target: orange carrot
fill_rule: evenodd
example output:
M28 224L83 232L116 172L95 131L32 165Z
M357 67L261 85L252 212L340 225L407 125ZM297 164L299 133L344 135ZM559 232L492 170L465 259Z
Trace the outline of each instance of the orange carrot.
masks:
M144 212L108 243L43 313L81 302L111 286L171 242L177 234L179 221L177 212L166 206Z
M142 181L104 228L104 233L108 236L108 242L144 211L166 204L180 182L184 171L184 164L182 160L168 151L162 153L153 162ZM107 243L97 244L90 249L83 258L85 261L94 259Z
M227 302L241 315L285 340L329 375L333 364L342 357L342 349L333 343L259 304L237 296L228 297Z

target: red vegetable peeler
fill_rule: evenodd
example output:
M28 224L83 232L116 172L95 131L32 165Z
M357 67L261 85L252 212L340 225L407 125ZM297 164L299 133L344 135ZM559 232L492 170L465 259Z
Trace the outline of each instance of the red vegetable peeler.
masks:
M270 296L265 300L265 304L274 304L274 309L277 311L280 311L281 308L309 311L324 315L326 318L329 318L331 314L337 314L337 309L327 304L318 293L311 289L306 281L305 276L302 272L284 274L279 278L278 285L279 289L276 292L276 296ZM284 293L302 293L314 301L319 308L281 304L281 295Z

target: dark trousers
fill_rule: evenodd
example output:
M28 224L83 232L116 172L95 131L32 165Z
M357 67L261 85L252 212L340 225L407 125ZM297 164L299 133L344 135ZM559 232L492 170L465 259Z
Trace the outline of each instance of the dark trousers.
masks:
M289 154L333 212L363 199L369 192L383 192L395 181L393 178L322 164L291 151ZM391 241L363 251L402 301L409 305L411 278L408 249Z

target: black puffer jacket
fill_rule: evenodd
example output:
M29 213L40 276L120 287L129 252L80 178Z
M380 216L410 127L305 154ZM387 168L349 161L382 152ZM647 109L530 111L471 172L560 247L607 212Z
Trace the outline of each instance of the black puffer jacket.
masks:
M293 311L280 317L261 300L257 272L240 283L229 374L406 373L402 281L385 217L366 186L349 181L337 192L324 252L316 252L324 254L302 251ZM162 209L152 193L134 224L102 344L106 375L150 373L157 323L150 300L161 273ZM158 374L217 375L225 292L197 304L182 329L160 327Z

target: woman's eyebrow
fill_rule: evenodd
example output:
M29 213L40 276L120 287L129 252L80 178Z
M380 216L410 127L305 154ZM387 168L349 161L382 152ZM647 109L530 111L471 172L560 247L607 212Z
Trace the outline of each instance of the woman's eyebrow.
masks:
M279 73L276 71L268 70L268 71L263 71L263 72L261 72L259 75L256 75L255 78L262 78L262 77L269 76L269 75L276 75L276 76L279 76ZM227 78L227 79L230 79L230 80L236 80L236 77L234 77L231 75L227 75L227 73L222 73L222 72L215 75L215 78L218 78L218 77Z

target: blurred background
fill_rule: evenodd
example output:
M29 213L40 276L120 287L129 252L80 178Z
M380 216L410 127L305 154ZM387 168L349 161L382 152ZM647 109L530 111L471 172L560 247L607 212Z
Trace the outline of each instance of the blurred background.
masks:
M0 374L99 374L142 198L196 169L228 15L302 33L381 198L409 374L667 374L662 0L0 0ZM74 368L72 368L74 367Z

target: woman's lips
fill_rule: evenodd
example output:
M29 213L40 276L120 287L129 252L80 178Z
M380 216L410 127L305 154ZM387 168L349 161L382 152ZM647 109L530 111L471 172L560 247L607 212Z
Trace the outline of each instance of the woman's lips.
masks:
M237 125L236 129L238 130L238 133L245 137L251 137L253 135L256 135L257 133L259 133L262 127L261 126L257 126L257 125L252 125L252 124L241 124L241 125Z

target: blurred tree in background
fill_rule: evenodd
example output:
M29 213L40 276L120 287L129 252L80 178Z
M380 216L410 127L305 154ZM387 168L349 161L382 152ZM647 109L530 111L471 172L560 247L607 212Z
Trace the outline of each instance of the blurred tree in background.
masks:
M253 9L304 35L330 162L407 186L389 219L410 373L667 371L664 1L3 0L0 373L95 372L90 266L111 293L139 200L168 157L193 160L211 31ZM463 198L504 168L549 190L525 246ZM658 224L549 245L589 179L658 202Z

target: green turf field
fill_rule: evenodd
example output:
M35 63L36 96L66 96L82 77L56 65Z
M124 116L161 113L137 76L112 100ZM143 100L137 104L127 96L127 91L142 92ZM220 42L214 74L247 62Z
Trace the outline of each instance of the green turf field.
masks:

* [Prompt]
Turn the lines from the one containing "target: green turf field" through the end of the entries, both ends included, into a Markdown table with the columns Row and Line. Number each row and leave out blank lines.

* [Full answer]
| Row | Line |
|---|---|
| 1 | target: green turf field |
| 2 | fill_rule: evenodd |
| 3 | example output: |
| 4 | M35 63L36 96L66 96L82 77L56 65Z |
| 5 | M124 116L161 113L137 76L112 100ZM143 100L137 104L127 96L127 91L142 92ZM220 42L214 74L247 62Z |
| 6 | Trace the outline of each instance of the green turf field. |
| 7 | masks: |